SOURCE EXTRACT

§ §

Why Are The Coronavirus Variants Called Alpha, Delta, And Omicron?


The WHO already issued in 2015 a directive of good practices to name new diseases and thus avoid “offending any group”.

Blaming other countries for diseases and viruses is a strategy to divert attention from the poor health management itself. This was the case with former US President Donald Trump, who referred to SARS-CoV-2 as the “China virus,” when he felt pressured by the increasing number of cases in his country, says Jerome Viala-Gaudefroy, assistant professor. from the CY Cergy University of Paris, which investigates the origin of the nomenclature of diseases.

The so-called Spanish flu, a devastating virus that killed millions of people after World War I, likely originated in the US but was linked to Spain, the country where it was first identified.

As Trump and his party in 2020 continued to label the coronavirus “Chinese flu” and pass on the baseless theory that it originated in a Wuhan laboratory, Asian Americans have increasingly come under attack.

Also in northern India, “Chinese-looking” locals living in the border areas with China were abused and forced to self-quarantine, even without having COVID-19 symptoms.

The World Health Organization (WHO) already issued a good practice directive in 2015 to name new diseases and thus avoid “offending any cultural, social, national, regional, professional or ethnic group”.

“Online expressions of racism and xenophobia related to COVID-19 have included harassment, hate speech, the proliferation of discriminatory stereotypes and conspiracy theories,” said E. Tendayi Achiume, United Nations Special Rapporteur on Racism, in March 2020.

“It is not surprising that the leaders, who try to attribute COVID-19 to certain national or ethnic groups, are the same nationalist populist leaders who have made racist and xenophobic rhetoric the central axis of their political platforms,” ​​he criticized.

New names for variants, old problems

When the coronavirus mutated, the variants were renamed after their putative places of origin, for example, the Indian variant.

§ §

WORK INSTRUCTIONS
(a) According to the text on coronavirus variant names, in which country did the so-called Spanish flu likely originate?
(b) Write the next part of the text on why coronavirus variants got their names, picking up after its last sentence.

§ §

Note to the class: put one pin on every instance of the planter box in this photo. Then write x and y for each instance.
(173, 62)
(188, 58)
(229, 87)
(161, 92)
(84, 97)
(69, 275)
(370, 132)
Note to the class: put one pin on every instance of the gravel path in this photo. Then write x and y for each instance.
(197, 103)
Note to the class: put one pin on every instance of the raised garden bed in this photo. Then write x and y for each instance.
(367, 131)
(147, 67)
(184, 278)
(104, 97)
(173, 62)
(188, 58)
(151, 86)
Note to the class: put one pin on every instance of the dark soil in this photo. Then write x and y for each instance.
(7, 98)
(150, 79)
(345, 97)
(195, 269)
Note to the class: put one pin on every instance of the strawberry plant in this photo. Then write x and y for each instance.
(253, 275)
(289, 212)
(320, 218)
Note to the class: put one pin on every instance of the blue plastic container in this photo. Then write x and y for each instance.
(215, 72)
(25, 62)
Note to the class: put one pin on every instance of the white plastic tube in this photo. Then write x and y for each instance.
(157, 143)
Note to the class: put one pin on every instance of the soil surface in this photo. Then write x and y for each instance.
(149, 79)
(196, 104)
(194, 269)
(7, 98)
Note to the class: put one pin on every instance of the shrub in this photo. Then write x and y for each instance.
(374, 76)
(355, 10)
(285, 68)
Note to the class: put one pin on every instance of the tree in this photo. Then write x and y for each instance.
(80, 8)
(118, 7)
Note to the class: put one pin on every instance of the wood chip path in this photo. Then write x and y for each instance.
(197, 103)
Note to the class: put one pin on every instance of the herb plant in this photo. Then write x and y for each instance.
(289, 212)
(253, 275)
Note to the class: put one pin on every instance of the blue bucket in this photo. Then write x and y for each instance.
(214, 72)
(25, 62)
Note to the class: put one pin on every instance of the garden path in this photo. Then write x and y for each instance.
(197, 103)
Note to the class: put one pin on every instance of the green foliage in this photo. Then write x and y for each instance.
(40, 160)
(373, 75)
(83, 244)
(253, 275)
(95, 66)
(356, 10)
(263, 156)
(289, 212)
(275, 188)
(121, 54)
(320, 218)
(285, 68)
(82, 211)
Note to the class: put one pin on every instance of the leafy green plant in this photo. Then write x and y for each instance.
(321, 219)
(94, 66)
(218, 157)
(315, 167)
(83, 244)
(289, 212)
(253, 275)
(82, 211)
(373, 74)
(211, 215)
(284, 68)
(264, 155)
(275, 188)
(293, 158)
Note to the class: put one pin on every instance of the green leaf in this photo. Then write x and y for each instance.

§ §

TASK-BY-TASK OUTPUTS
(a) It likely originated in the US.

(b)
The ethnicization of the names of these variants motivated the WHO in May 2021, almost 18 months after the appearance of the virus, to use Greek letters for the variants of SARS-CoV-2: the first, identified for the first time in the United Kingdom became alpha and the Indian variant, delta.

Maria Van Kerkhove, WHO technical chief and infectious disease epidemiologist, said that “no country should be stigmatized for detecting and reporting COVID variants.”

However, after the Greek alphabet was used as a neutral tool for naming virus variants, problems arose again, as the Greek letter “xi” was considered very similar to the name of the Chinese leader Xi Jinping, which could rekindle the anti-Asian feeling.

The most recent variant, first detected in South Africa (B.1.1.529), was named “omicron”. However, the media referred to that strain of COVID-19 as the South African variant, reinforcing an association with Africa.

The Sunday edition of the German daily Rheinpfalz am Sonntag ran a headline on the front page: “Africa virus is with us,” about a photo with a black woman and a child. The newspaper apologized, but the damage had already been done.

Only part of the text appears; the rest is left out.